### Supplied text

🐛 [Bug] RuntimeError: Unhandled FakeTensor Device Propagation for aten.where.self, found two different devices cuda:0, cpu

Bug Description

when i use torch.compile with tensorrt as backend for a DFNs models like that:

model = AutoModel.from_pretrained("~/models/hf_pfnmodels",device_map="cuda:0")
processor = AutoProcessor.from_pretrained("~/models/hf_pfnmodels")
optimized_model = torch.compile(
    model,
    backend="tensorrt"
)

and i invoke processor function like this

inputs = processor(
    text=["aaa"],
    images=Image.open(
        "/home/fuyx/master-degree/backend/muticlip/test/img/a.jpg"
    ),
    padding="max_length",
    return_tensors="pt",
).to(device)

but when i use model to get output _ = optimized_model(**inputs),it raise the error:

INFO:torch_tensorrt.dynamo.utils:Using Default Torch-TRT Runtime (as requested by user)
INFO:torch_tensorrt.dynamo.utils:Device not specified, using Torch default current device - cuda:0. If this is incorrect, please specify an input device, via the device keyword.

######
### Entries

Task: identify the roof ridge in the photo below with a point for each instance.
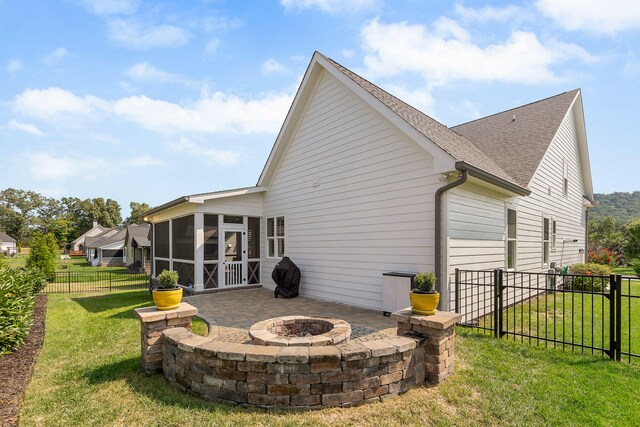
(516, 108)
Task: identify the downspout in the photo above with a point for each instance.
(438, 232)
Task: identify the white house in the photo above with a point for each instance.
(137, 247)
(359, 183)
(78, 245)
(7, 244)
(107, 248)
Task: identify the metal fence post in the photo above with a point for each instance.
(496, 303)
(457, 291)
(612, 316)
(619, 317)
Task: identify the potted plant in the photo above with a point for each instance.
(424, 297)
(168, 294)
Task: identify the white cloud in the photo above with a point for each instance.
(330, 6)
(55, 56)
(490, 13)
(48, 167)
(212, 46)
(446, 52)
(144, 71)
(271, 66)
(212, 155)
(109, 7)
(25, 127)
(14, 65)
(52, 102)
(593, 16)
(136, 35)
(348, 53)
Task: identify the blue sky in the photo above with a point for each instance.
(148, 100)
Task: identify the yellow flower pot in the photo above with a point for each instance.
(424, 303)
(167, 299)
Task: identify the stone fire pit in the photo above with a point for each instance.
(304, 331)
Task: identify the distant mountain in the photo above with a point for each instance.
(621, 206)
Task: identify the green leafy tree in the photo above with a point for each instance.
(137, 209)
(632, 244)
(44, 251)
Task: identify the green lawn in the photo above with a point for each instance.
(88, 374)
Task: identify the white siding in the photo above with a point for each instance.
(357, 197)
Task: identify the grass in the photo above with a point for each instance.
(88, 374)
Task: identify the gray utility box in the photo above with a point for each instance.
(395, 291)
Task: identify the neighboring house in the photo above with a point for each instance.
(79, 244)
(138, 247)
(360, 183)
(8, 245)
(107, 248)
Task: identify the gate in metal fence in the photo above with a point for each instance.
(96, 281)
(586, 313)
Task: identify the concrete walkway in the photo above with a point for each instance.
(233, 312)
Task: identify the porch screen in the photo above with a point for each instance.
(211, 237)
(253, 238)
(161, 241)
(183, 238)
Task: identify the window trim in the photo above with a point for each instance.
(276, 238)
(511, 239)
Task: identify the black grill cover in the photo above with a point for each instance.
(286, 275)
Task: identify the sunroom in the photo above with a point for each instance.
(212, 240)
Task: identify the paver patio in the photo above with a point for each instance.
(231, 313)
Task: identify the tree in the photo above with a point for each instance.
(44, 250)
(137, 209)
(632, 245)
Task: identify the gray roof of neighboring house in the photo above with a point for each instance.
(107, 237)
(140, 234)
(456, 145)
(519, 145)
(4, 237)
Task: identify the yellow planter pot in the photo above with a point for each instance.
(424, 303)
(167, 300)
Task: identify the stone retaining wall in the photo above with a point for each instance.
(345, 374)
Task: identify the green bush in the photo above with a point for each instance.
(18, 289)
(425, 282)
(585, 283)
(44, 250)
(635, 264)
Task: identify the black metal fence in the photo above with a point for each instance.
(96, 281)
(586, 313)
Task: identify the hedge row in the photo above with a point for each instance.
(18, 291)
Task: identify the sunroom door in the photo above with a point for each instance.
(235, 265)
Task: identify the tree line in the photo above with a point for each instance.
(25, 214)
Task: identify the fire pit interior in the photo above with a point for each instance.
(300, 331)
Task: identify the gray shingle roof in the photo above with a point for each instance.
(4, 237)
(140, 234)
(453, 143)
(519, 145)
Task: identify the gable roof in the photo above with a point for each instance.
(517, 139)
(4, 237)
(107, 237)
(140, 234)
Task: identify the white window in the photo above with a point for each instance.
(565, 177)
(546, 242)
(512, 233)
(275, 237)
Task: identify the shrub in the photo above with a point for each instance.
(425, 282)
(44, 250)
(635, 264)
(168, 279)
(18, 289)
(585, 283)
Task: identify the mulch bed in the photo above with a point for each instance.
(16, 368)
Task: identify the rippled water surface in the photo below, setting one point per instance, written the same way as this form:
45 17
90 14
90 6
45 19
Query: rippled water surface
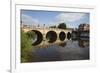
76 49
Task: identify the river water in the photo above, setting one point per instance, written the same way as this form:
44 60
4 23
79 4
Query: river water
74 49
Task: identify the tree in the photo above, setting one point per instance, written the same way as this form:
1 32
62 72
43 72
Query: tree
62 26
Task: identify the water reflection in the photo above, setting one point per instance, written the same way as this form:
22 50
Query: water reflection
75 49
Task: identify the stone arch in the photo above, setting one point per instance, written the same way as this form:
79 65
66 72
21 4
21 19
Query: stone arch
51 36
62 35
39 37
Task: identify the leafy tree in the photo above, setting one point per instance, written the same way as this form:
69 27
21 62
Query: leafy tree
62 26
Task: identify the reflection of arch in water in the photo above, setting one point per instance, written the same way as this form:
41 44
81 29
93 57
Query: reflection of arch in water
68 35
63 44
39 37
62 36
51 36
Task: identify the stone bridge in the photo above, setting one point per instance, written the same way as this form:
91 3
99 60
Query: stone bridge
50 35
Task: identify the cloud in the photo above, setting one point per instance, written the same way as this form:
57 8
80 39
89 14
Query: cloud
28 20
69 17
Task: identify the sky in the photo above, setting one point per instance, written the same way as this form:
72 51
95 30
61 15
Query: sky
49 18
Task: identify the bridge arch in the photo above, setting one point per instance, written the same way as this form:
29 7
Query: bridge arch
69 35
38 37
51 36
62 36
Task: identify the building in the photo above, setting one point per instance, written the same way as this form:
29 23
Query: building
84 27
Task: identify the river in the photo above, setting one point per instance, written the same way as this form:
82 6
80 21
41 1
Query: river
74 49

######

-- Directives --
1. Answer these questions about the bug report on the torch.compile device error, one line each:
(a) What backend is passed to torch.compile?
(b) What value does the processor call give for padding?
(c) According to the second log line, which device is used when none is specified?
2. Continue the bug report on the torch.compile device error from the point after its last log line.

-- Task results --
1.
(a) tensorrt
(b) "max_length"
(c) cuda:0

2.
INFO:torch_tensorrt.dynamo.utils:Compilation Settings: CompilationSettings(enabled_precisions={<dtype.f32: 7>}, debug=False, workspace_size=0, min_block_size=5, torch_executed_ops=set(), pass_through_build_failures=False, max_aux_streams=None, version_compatible=False, optimization_level=None, use_python_runtime=False, truncate_double=False, use_fast_partitioner=True, enable_experimental_decompositions=False, device=Device(type=DeviceType.GPU, gpu_id=0), require_full_compilation=False, disable_tf32=False, assume_dynamic_shape_support=False, sparse_weights=False, refit=False, engine_capability=<EngineCapability.STANDARD: 1>, num_avg_timing_iters=1, dla_sram_size=1048576, dla_local_dram_size=1073741824, dla_global_dram_size=536870912, dryrun=False, hardware_compatible=False, timing_cache_path='/tmp/timing_cache.bin')

WARNING:torch_tensorrt.dynamo.backend.backends:TRT conversion failed on the subgraph. See trace above. Returning GraphModule forward instead.
Traceback (most recent call last):
  File "/home/fuyx/.local/lib/python3.8/site-packages/torch_tensorrt/dynamo/backend/backends.py", line 90, in _pretraced_backend
    gm = aot_export_joint_simple(
  File "/home/fuyx/.local/lib/python3.8/site-packages/torch/_functorch/aot_autograd.py", line 1235, in aot_export_joint_simple
    fx_g, metadata, in_spec, out_spec = _aot_export_function(
  File "/home/fuyx/.local/lib/python3.8/site-packages/torch/_functorch/aot_autograd.py", line 1350, in _aot_export_function
    fx_g, meta = create_aot_dispatcher_function(
  File "/home/fuyx/.local/lib/python3.8/site-packages/torch/_dynamo/utils.py", line 231, in time_wrapper
    r = func(*args, **kwargs)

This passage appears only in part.